Quella serie A nel 1955 non arriva per caso

Giugno 1955. Il Lane sta concludendo la sua vittoriosa cavalcata verso la Serie A e in città come in provincia, ovviamente, l’entusiasmo è alle stelle. Per celebrare l’avvenimento, ancor prima che il torneo si concluda, il Circolo Sportivo Biancorosso dell’Enal dà alle stampe e diffonde tra i tifosi un Numero Unico gratuito dal titolo eloquente, ovvero “Il Lanerossi Vicenza A.C. sulla via dei trionfi”, edito dal periodico “Reclam-Sport” presso la Cooperativa Tipografica degli Operai e finanziato dalla raccolta pubblicitaria curata da Bruno Noaro.

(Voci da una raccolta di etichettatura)
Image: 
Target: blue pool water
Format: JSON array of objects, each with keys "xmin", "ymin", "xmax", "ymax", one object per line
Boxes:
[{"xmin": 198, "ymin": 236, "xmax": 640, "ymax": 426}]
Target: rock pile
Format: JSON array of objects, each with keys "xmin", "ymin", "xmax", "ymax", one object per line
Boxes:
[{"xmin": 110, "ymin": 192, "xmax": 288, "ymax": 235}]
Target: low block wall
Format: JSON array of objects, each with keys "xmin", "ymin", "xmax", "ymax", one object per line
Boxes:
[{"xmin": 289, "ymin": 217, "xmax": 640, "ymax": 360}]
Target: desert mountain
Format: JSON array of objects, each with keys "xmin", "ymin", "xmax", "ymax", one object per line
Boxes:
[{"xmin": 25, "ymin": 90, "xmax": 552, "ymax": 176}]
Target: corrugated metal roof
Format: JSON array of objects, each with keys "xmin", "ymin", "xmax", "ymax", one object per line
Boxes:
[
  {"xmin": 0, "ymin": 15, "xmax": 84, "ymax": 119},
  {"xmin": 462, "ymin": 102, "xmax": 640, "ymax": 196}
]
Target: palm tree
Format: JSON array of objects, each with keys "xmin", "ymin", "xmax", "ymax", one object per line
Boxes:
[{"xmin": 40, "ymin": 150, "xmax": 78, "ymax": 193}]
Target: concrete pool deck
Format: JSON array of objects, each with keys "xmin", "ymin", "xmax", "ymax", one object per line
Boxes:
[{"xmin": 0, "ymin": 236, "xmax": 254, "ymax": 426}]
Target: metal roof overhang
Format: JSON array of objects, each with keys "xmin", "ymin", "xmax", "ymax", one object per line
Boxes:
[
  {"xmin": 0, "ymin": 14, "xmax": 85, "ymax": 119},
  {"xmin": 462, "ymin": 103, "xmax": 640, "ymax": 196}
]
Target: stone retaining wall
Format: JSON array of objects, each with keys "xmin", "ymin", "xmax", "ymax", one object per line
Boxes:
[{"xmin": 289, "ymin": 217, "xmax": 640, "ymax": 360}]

Compiti richiesti>
a – Restituisci il passo dell'estratto sul Lanerossi Vicenza compreso tra "Giugno 1955. Il" e "da Bruno Noaro.", estremi inclusi, copiandolo alla lettera.
b – Riscrivi come lista JSON di stringhe il tratto delle righe di etichettatura che va dalla linea contenente "Target: metal roof overhang" fino all'ultima linea delle righe, estremi inclusi. Metti una stringa per linea ed escludi le linee vuote.
L'estratto e le righe non hanno alcun legame tra loro.

Risposte complete>
a –
Giugno 1955. Il Lane sta concludendo la sua vittoriosa cavalcata verso la Serie A e in città come in provincia, ovviamente, l’entusiasmo è alle stelle. Per celebrare l’avvenimento, ancor prima che il torneo si concluda, il Circolo Sportivo Biancorosso dell’Enal dà alle stampe e diffonde tra i tifosi un Numero Unico gratuito dal titolo eloquente, ovvero “Il Lanerossi Vicenza A.C. sulla via dei trionfi”, edito dal periodico “Reclam-Sport” presso la Cooperativa Tipografica degli Operai e finanziato dalla raccolta pubblicitaria curata da Bruno Noaro.

b –
[
  "Target: metal roof overhang",
  "Format: JSON array of objects, each with keys \"xmin\", \"ymin\", \"xmax\", \"ymax\", one object per line",
  "Boxes:",
  "[",
  "  {\"xmin\": 0, \"ymin\": 14, \"xmax\": 85, \"ymax\": 119},",
  "  {\"xmin\": 462, \"ymin\": 103, \"xmax\": 640, \"ymax\": 196}",
  "]",
  "Target: stone retaining wall",
  "Format: JSON array of objects, each with keys \"xmin\", \"ymin\", \"xmax\", \"ymax\", one object per line",
  "Boxes:",
  "[{\"xmin\": 289, \"ymin\": 217, \"xmax\": 640, \"ymax\": 360}]"
]